Vejam bem, para coisas
que não revelamos: isso é inferência.
Tenho uma amiga que desenvolveu
um sistema de computador
para predizer a probabilidade
de depressão clínica pós-parto
com base em dados de mídia social.
Os resultados são impressionantes.
O sistema dela prevê
a probabilidade de depressão
meses antes do surgimento
de quaisquer sintomas,
meses antes.
Mesmo sem sintomas, ele prevê.
Ela espera que isso seja usado
para intervenção precoce.
Ótimo!
Mas coloque isso
no contexto da contratação.
Então, nesse seminário
de gerentes de recursos humanos,
eu me aproximei de uma gerente
com alto cargo numa grande empresa,
e perguntei a ela: "Olhe,
e se, sem seu conhecimento,
seu sistema estiver cortando pessoas
com probabilidade de depressão futura?
Elas não estão deprimidas agora,
mas, no futuro, bem provavelmente.

───

> Sobre a tarefa:
Reescreva o trecho do texto sobre a previsão de depressão desde "Tenho uma amiga" até "para intervenção precoce.", inclusive, substituindo "sintomas" por "sinais". Os registros não têm relação com o texto.

───

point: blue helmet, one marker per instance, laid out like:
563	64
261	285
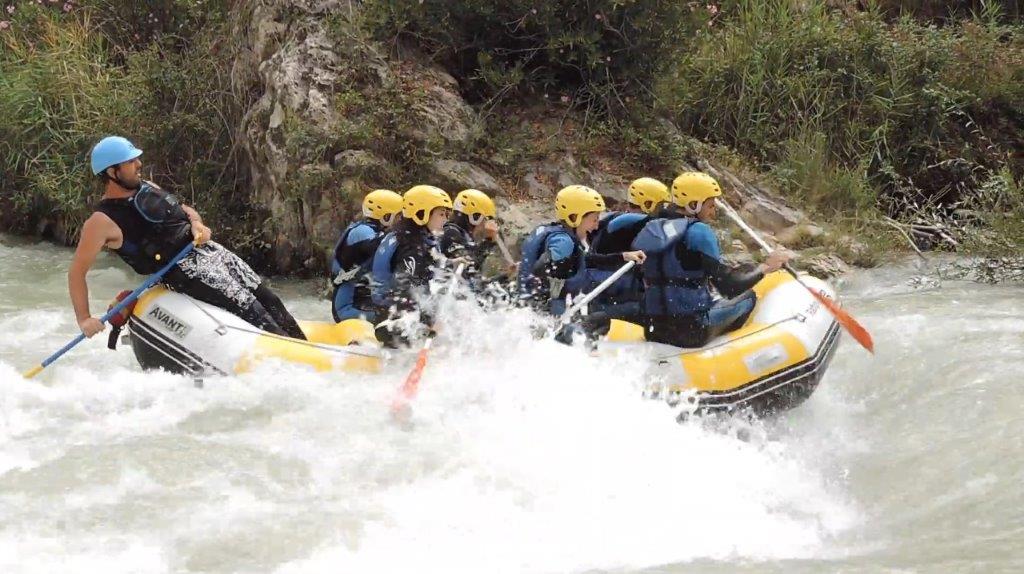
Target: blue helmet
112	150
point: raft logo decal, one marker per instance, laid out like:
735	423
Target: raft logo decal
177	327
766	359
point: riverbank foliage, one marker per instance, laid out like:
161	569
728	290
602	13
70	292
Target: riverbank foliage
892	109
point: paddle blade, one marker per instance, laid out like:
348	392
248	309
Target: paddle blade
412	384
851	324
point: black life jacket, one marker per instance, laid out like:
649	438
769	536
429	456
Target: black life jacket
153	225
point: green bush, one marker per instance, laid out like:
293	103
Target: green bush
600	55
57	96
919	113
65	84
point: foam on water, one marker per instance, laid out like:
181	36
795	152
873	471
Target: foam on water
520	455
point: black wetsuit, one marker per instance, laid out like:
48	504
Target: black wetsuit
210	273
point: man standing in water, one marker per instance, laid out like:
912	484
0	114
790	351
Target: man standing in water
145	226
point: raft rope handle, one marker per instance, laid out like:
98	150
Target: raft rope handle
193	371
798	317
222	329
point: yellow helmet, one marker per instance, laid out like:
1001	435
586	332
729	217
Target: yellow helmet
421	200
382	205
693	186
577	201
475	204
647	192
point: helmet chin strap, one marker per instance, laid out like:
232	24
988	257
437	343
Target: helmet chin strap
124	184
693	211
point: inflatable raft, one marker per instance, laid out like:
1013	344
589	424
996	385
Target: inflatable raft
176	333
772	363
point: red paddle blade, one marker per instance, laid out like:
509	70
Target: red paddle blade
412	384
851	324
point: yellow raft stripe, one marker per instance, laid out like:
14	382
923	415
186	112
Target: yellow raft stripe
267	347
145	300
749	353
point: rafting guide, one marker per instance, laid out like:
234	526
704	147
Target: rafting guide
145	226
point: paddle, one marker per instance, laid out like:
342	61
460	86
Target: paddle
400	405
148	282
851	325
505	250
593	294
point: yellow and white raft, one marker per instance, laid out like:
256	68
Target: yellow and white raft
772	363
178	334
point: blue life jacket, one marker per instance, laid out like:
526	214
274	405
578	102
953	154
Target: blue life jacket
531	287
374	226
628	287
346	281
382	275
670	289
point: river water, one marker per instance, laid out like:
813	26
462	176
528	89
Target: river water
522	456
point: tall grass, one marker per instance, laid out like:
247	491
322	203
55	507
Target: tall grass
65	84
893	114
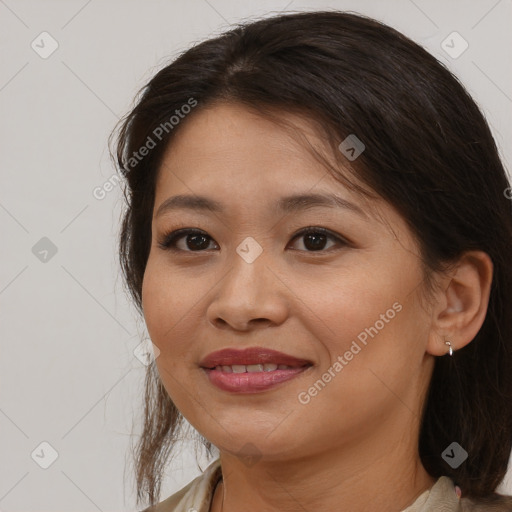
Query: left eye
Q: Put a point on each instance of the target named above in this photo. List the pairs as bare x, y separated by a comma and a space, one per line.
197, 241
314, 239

───

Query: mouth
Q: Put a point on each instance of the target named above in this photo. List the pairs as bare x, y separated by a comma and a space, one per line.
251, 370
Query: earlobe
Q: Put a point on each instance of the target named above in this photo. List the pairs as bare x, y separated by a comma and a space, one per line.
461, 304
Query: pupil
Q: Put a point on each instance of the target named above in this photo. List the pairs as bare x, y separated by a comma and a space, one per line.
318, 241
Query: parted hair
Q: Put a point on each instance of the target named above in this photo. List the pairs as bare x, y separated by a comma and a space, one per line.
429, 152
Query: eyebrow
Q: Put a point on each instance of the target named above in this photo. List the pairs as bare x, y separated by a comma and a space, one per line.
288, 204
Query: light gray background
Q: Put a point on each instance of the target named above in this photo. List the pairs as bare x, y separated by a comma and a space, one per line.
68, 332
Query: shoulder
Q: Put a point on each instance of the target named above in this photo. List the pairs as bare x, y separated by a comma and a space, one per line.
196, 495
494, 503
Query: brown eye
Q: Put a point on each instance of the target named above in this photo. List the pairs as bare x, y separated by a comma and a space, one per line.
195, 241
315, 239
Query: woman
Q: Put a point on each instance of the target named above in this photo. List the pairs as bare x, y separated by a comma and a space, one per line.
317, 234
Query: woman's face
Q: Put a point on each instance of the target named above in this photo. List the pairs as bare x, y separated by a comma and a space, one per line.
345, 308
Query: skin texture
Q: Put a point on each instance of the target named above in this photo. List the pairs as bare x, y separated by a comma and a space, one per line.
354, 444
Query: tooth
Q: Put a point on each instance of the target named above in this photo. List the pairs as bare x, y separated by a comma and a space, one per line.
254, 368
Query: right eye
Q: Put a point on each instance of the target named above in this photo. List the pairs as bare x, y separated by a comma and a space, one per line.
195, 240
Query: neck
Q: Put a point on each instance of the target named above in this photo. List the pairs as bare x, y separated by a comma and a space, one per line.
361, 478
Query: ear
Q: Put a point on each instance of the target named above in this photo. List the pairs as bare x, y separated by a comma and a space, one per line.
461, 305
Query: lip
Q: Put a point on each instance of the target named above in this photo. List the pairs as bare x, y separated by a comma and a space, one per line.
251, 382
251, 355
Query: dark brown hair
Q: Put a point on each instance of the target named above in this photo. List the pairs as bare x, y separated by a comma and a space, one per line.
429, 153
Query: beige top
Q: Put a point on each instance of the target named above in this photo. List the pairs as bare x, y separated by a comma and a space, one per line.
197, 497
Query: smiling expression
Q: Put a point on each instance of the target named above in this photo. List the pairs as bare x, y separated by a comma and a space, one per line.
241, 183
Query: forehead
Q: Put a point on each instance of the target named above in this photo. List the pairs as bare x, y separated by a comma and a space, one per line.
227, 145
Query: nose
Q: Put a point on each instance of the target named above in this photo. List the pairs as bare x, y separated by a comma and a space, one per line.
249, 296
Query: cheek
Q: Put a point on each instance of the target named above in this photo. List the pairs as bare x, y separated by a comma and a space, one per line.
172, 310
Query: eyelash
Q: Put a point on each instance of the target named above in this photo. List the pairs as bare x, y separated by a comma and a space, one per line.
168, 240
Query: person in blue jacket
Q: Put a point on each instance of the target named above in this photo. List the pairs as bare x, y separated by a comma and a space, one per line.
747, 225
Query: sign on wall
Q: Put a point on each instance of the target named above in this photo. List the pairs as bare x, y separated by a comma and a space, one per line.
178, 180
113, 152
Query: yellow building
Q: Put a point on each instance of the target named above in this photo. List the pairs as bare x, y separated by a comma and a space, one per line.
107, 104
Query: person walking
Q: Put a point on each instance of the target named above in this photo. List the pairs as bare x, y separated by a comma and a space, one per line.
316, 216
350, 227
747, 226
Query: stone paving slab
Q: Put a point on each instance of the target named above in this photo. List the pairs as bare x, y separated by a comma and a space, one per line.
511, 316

───

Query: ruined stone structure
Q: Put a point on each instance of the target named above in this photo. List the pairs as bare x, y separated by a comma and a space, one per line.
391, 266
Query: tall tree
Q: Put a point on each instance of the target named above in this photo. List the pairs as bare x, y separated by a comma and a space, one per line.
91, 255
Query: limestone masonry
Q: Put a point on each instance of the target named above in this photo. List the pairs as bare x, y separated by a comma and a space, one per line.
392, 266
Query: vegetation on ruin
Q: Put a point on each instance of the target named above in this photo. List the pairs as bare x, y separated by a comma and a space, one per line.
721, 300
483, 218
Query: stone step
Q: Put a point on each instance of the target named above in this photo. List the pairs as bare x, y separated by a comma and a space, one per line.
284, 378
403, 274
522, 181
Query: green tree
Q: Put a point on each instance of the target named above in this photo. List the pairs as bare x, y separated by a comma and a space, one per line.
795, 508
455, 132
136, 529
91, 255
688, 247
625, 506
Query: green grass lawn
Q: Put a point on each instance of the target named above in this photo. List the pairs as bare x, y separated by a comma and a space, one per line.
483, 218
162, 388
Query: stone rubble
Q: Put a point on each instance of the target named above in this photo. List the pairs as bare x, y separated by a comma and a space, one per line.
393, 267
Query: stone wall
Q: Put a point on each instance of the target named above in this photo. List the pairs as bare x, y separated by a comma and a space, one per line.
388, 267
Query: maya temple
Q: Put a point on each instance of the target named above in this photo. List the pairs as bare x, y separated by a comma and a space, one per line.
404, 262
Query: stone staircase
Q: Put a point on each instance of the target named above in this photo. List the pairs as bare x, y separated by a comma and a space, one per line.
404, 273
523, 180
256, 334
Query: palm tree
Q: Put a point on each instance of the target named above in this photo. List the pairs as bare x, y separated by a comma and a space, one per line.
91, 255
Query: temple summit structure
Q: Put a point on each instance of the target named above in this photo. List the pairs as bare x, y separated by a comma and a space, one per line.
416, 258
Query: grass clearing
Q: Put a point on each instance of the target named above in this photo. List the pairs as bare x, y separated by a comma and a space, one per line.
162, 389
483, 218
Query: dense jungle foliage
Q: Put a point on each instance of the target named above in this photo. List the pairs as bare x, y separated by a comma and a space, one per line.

───

> Sua solução:
Tenho uma amiga que desenvolveu
um sistema de computador
para predizer a probabilidade
de depressão clínica pós-parto
com base em dados de mídia social.
Os resultados são impressionantes.
O sistema dela prevê
a probabilidade de depressão
meses antes do surgimento
de quaisquer sinais,
meses antes.
Mesmo sem sinais, ele prevê.
Ela espera que isso seja usado
para intervenção precoce.